Top of Source material

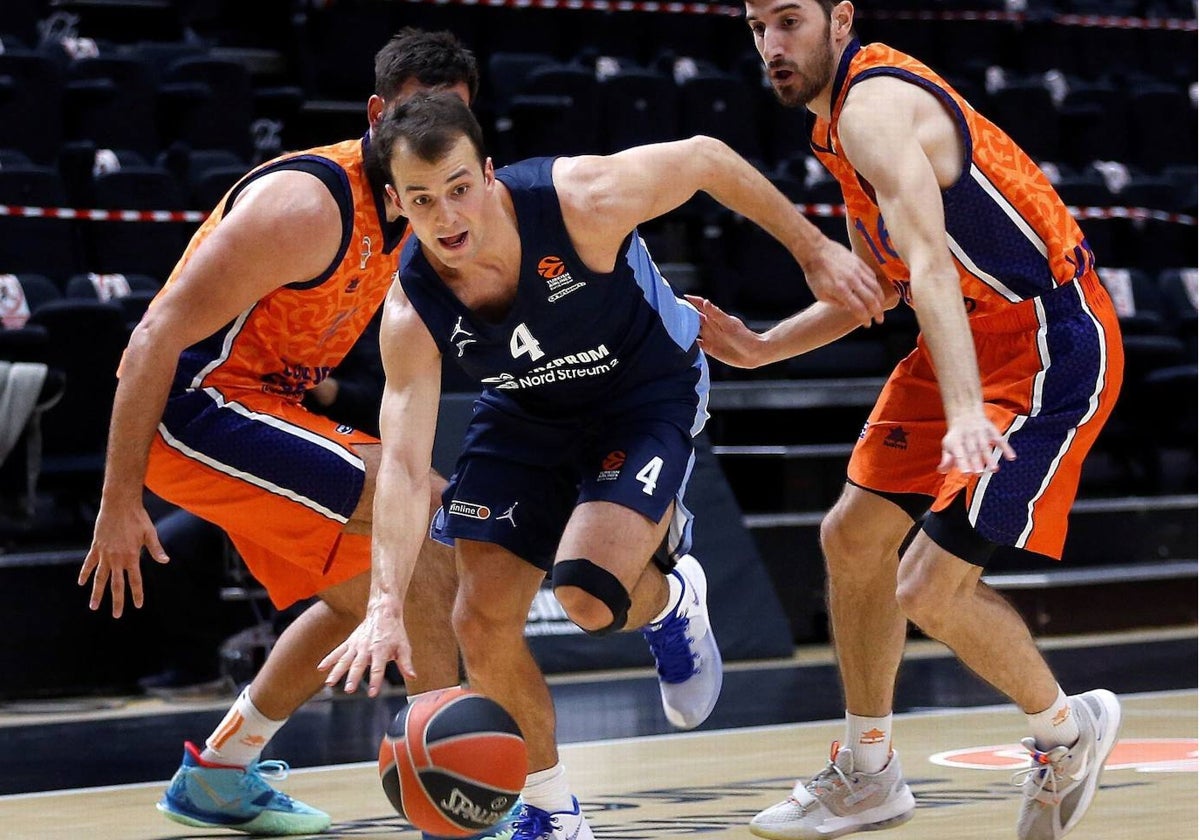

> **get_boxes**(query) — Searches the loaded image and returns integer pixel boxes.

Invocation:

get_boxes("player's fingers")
[937,449,954,475]
[128,567,146,610]
[343,650,371,694]
[108,570,126,618]
[146,534,170,564]
[367,652,391,698]
[88,564,110,611]
[78,552,98,585]
[317,644,345,674]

Bottom of Source material

> [Goal of the exercise]: Copy the whole listing above word for word but do not carry over the pictures.

> [Exercise solution]:
> **get_boxes**(query) — Searches the loaded image and returns integer pixel boxes.

Invocation:

get_boxes("player's fingers")
[937,449,954,475]
[128,567,146,610]
[343,650,371,694]
[108,570,126,618]
[146,534,170,564]
[367,652,391,698]
[88,564,110,611]
[78,552,98,585]
[317,644,345,674]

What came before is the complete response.